▸ **RECORDS FOR THE EXERCISE**
----

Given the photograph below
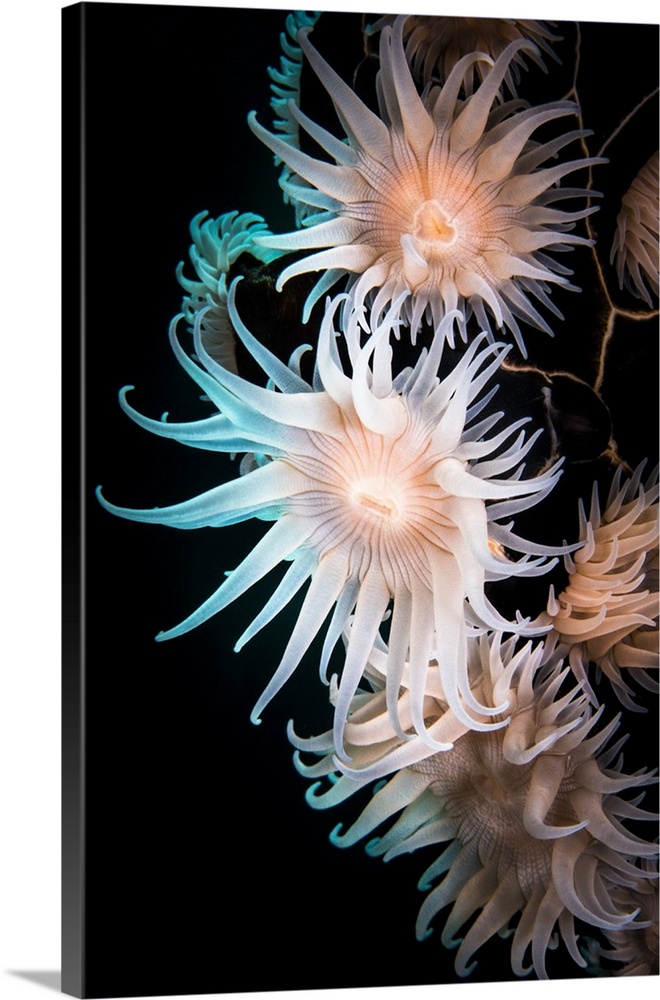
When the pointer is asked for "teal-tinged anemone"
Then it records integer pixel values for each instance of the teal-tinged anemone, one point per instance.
(217, 244)
(285, 87)
(439, 196)
(530, 814)
(383, 489)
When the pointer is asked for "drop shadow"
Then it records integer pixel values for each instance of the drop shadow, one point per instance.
(50, 980)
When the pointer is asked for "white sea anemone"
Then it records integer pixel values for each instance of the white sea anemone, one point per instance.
(636, 247)
(383, 490)
(439, 196)
(434, 45)
(217, 244)
(531, 811)
(608, 612)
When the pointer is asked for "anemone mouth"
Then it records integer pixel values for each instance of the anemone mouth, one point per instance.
(432, 227)
(377, 502)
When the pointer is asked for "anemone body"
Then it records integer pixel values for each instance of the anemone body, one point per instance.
(636, 247)
(378, 486)
(531, 812)
(439, 196)
(217, 244)
(434, 45)
(607, 614)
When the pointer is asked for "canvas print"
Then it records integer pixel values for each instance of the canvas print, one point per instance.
(370, 331)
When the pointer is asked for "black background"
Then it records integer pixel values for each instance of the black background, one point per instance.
(205, 869)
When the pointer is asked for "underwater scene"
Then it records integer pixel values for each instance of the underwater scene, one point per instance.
(371, 313)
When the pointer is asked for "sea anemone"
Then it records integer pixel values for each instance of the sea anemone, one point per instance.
(439, 196)
(434, 45)
(531, 811)
(636, 246)
(217, 244)
(285, 87)
(383, 489)
(637, 946)
(608, 612)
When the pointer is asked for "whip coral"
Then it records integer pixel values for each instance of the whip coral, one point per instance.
(434, 45)
(438, 196)
(378, 487)
(636, 249)
(531, 811)
(608, 612)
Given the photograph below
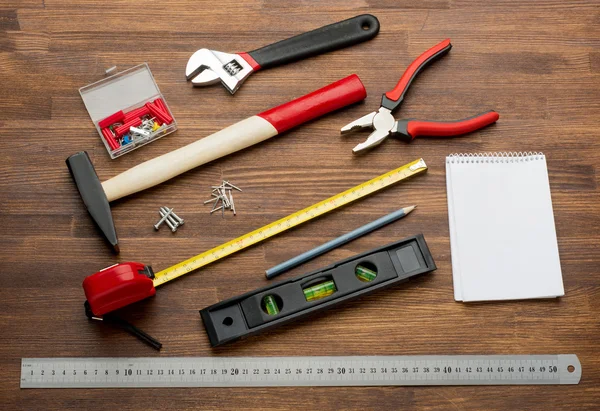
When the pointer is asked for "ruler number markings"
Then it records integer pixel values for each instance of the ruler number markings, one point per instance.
(289, 371)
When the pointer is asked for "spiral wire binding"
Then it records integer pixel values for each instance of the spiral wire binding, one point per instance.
(495, 157)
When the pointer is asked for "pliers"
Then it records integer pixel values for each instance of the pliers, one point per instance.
(384, 124)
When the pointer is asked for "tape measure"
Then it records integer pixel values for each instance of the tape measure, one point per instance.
(292, 220)
(300, 371)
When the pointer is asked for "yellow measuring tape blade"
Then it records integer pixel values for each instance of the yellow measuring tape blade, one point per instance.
(292, 220)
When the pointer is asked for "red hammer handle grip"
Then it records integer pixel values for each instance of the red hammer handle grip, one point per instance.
(451, 128)
(346, 91)
(415, 67)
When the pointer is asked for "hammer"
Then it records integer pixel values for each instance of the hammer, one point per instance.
(97, 195)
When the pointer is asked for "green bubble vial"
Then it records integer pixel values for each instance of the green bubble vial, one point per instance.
(318, 291)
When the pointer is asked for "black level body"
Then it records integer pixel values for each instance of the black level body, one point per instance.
(251, 313)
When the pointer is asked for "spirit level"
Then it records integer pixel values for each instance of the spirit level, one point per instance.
(300, 371)
(286, 301)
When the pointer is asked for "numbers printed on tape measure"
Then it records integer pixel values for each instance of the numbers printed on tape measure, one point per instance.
(299, 371)
(302, 216)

----

▸ **TRY IT**
Please copy the data shown above word for word, omitting the pictures.

▸ **THE COMPLETED TASK**
Given the photograph below
When the pointer is asked for "teal-tinged anemone"
Then it records integer pixel values for each instance of the teal-tinged anemone, one point per instance.
(217, 244)
(285, 87)
(439, 196)
(530, 814)
(383, 489)
When the pointer is asked for "drop shadow"
Then it records integer pixel values for each instance of the drop shadow, one point per instance.
(50, 980)
When the pointer is asked for "white sea anemone"
Then it records integer pixel values for each instance of the white sea anemone, one point per instance.
(636, 247)
(383, 490)
(439, 196)
(434, 45)
(217, 244)
(531, 811)
(608, 612)
When the pointer is asked for "anemone mouth"
Then it records integer pixel values for each instance of the anemone mouth, one point per instance.
(432, 227)
(377, 502)
When the pointer is asked for "anemone body"
Then it records integer pixel values for each instance of the anemone body, one point per instance.
(636, 247)
(378, 486)
(531, 812)
(439, 196)
(217, 244)
(434, 45)
(607, 614)
When the pointer is asked for "canvas print"
Then it records integer pixel values for each instance of the canvas print, one point per instance.
(370, 331)
When the pointer is asked for "black background"
Then it records integer pixel values for each instance of the black background, one point per instance.
(205, 869)
When the pointer is asked for "underwater scene"
Then it records integer pixel values for each instance of the underwater scene, one point per instance.
(371, 313)
When the pointer is asked for "sea anemone"
Then it records integer pixel values for each instance of the sea anemone, one point per instance.
(439, 196)
(434, 45)
(531, 811)
(636, 246)
(217, 244)
(285, 87)
(383, 489)
(637, 946)
(608, 612)
When the pointer is asked for "whip coral"
Then it records integer pixel values for each instance of the whip coral, one point per instance.
(434, 45)
(438, 196)
(378, 487)
(636, 249)
(531, 811)
(608, 612)
Given the photograph below
When the pointer is asked for "ruler number markings"
Then it records integer pixel values for each instance of the ruler number markings, one point per instance.
(289, 371)
When the pointer is asked for "spiral wire binding"
Then it records integer pixel values for each instance of the spiral wire binding, one point per instance.
(495, 157)
When the pointer is asked for "pliers"
Then it records integer pixel values for each instance of the pliers, one point per instance.
(384, 124)
When the pointer is asked for "tape measure"
Then it records integer pixel values for each instance of the tape measure, one point per instance.
(292, 220)
(300, 371)
When the pointer is asked for "yellow measuring tape blade"
Then it records integer pixel values for each instance of the yellow measuring tape blade, one point per instance.
(292, 220)
When the pointer is asked for "red hammer handle grip"
Then it records integer pixel values for each instance of the red hammer handle grip, one point per instance.
(451, 128)
(346, 91)
(415, 67)
When the pointer is asked for "hammer"
Then it records integer pixel values for each instance of the hammer, one point per instance.
(97, 195)
When the pointer is asked for "green bubble vial"
Then it records integer pixel values for each instance of the green bubble vial, one point per instance.
(318, 291)
When the pointer is asked for "black level body"
Then it records integer pixel values for each instance of the black level body, one point per instance.
(251, 313)
When the pointer is asked for "spirit level"
Then it records integer pixel values for each instance of the spirit level, one point per instance.
(300, 371)
(286, 301)
When the pointer is asked for "numbers printed on tape measure"
Then it records integer pixel values for each instance of the numbers printed on tape measure, one point per instance.
(299, 371)
(302, 216)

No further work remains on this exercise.